━━━ Provided data

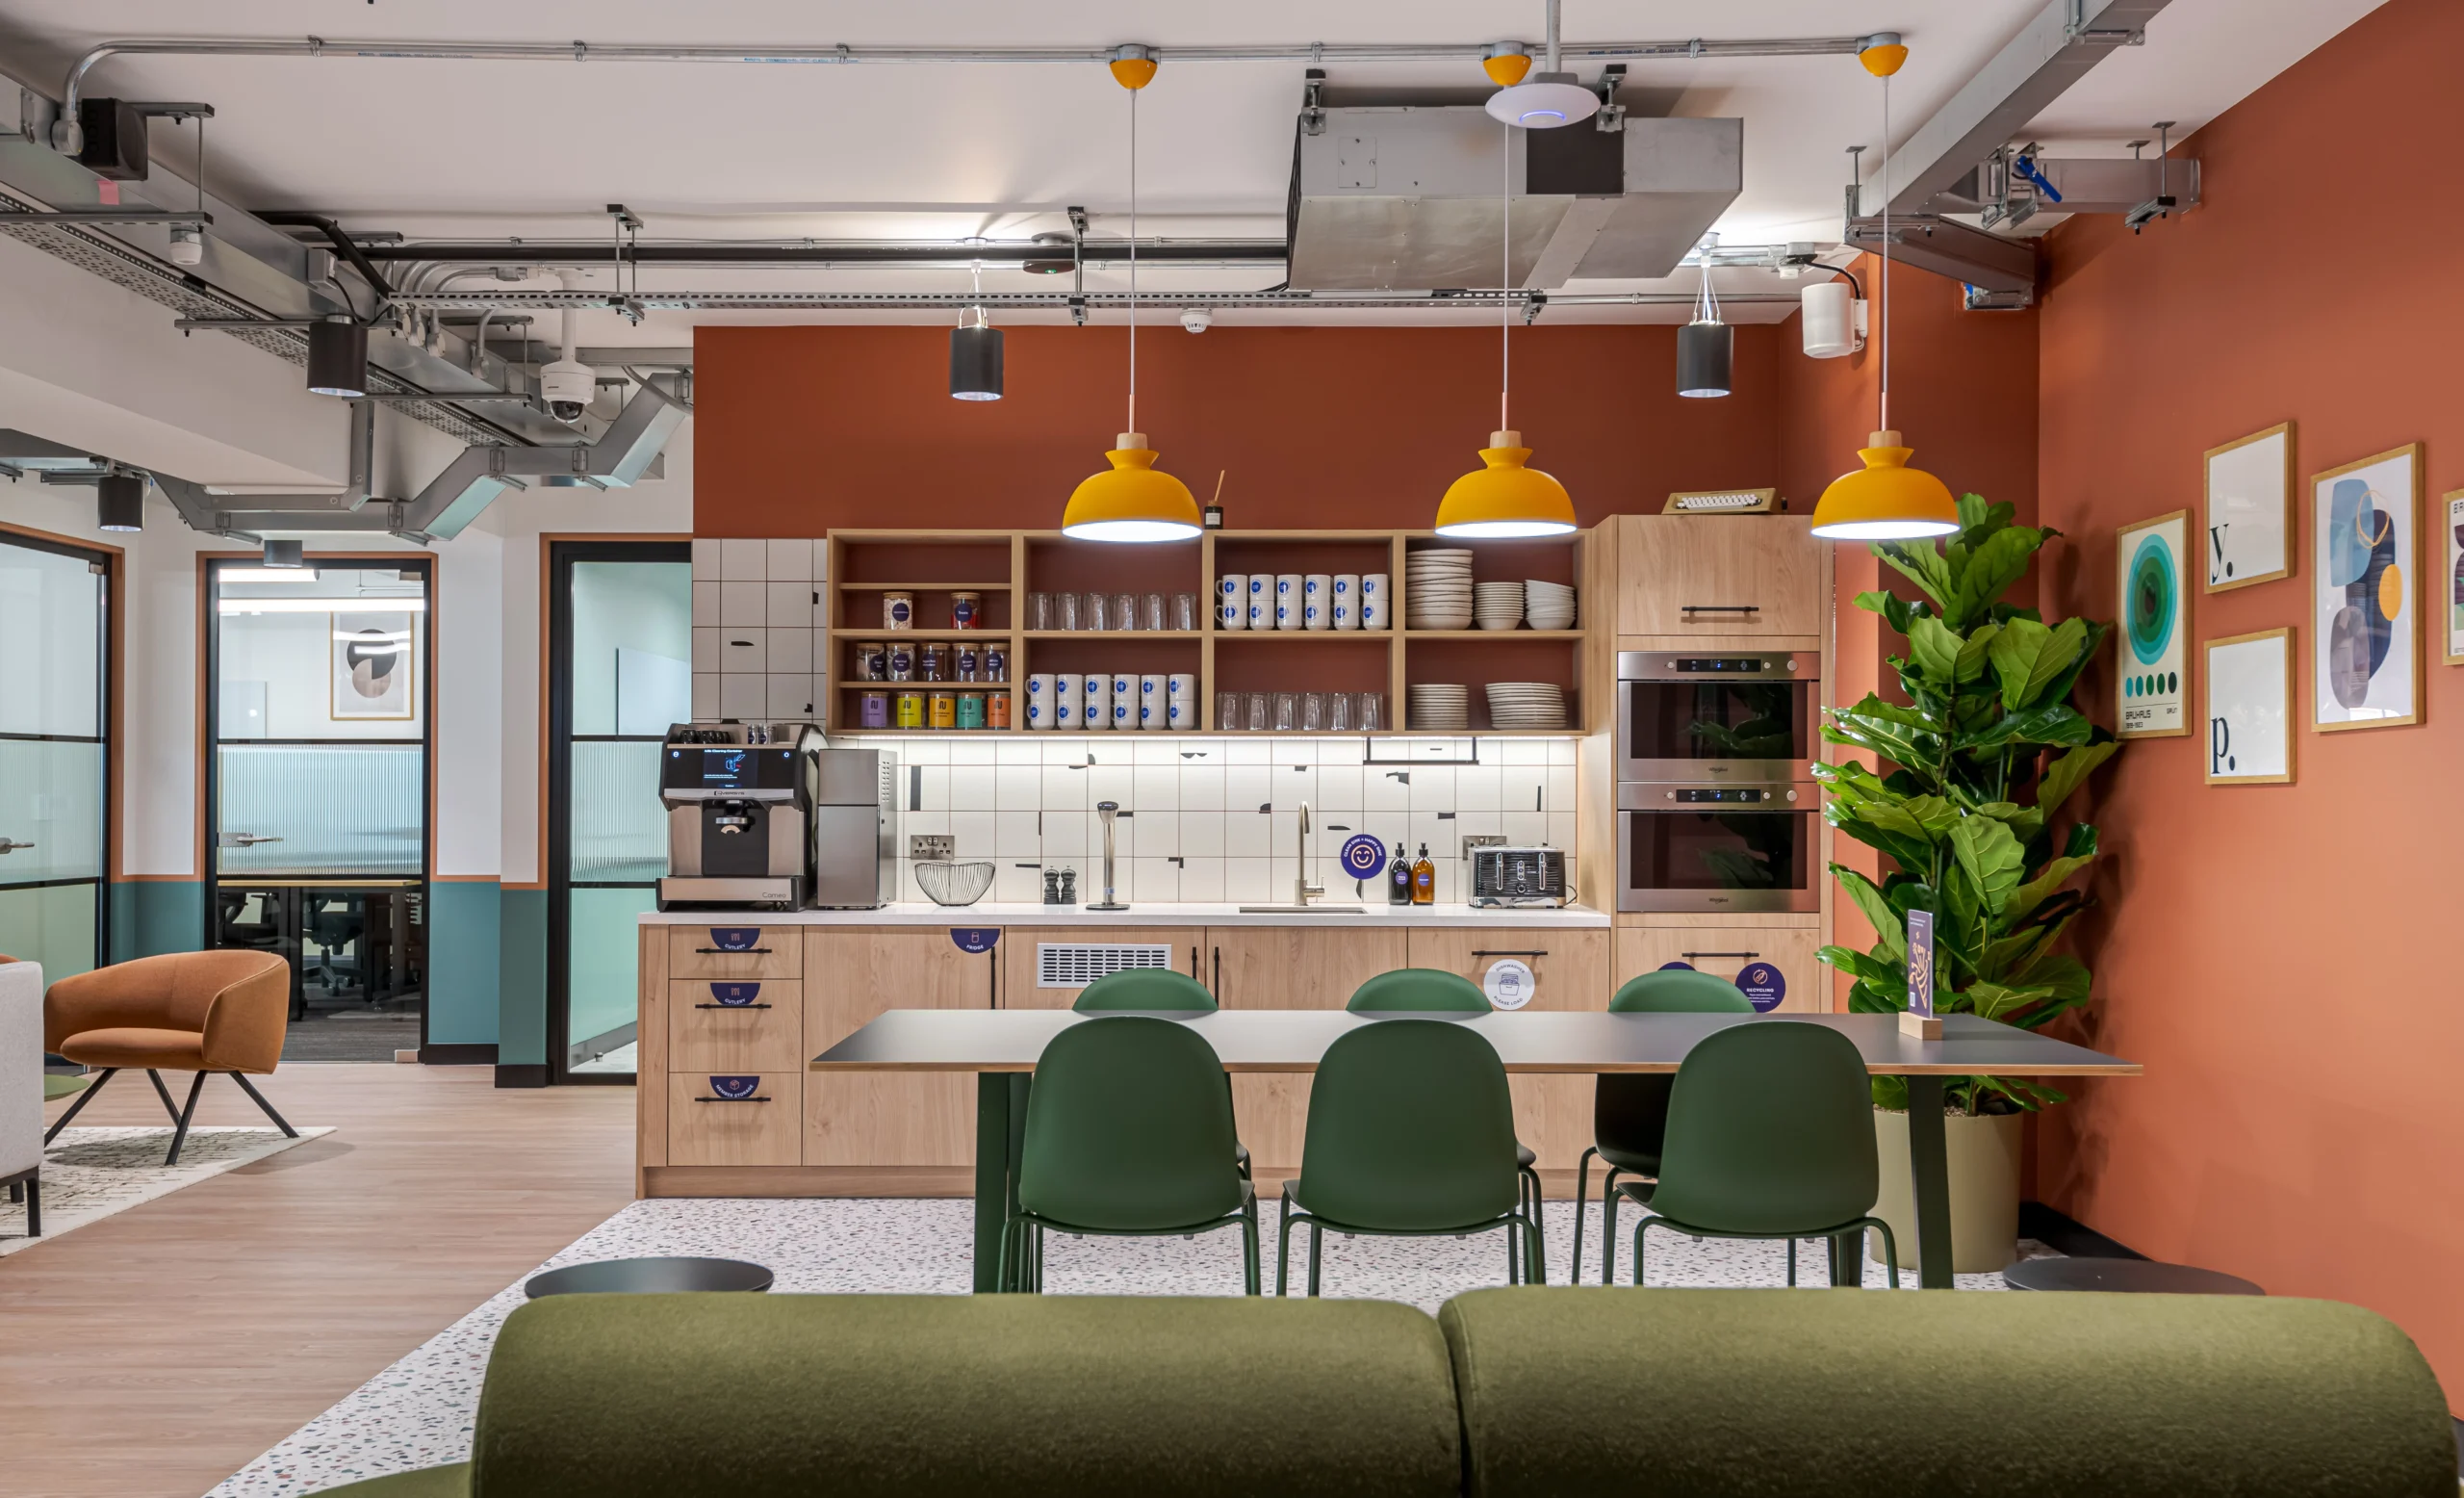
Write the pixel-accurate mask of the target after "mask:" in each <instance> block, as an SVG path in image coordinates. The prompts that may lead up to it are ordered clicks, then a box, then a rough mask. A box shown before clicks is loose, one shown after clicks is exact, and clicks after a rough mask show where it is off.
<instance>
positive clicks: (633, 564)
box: [547, 540, 692, 1084]
mask: <svg viewBox="0 0 2464 1498" xmlns="http://www.w3.org/2000/svg"><path fill="white" fill-rule="evenodd" d="M690 717H692V545H690V542H683V540H678V542H549V695H547V737H549V742H547V756H549V759H547V761H549V783H547V1008H549V1032H547V1042H549V1047H547V1050H549V1062H552V1077H554V1079H557V1082H618V1084H623V1082H633V1072H636V1015H638V995H636V988H638V963H636V951H638V936H636V924H633V919H636V917H638V914H641V912H646V909H653V907H655V904H658V877H660V875H665V872H668V818H665V811H663V808H660V803H658V744H660V739H665V734H668V727H670V724H678V722H685V719H690Z"/></svg>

━━━━━━

(Work item) Which lines of the listing contain the word "clicks"? Copy each of them.

(Response to this exercise)
Write the pixel-accurate mask of the target after "mask:" in each <instance> block, as an SVG path in image coordinates. The prompts that may lead up to it are ordered clicks, then a box, then a rough mask. A box shown before clicks is loose, one shown after clicks is exact, and clicks after a rough mask show where it is off.
positive clicks: (633, 564)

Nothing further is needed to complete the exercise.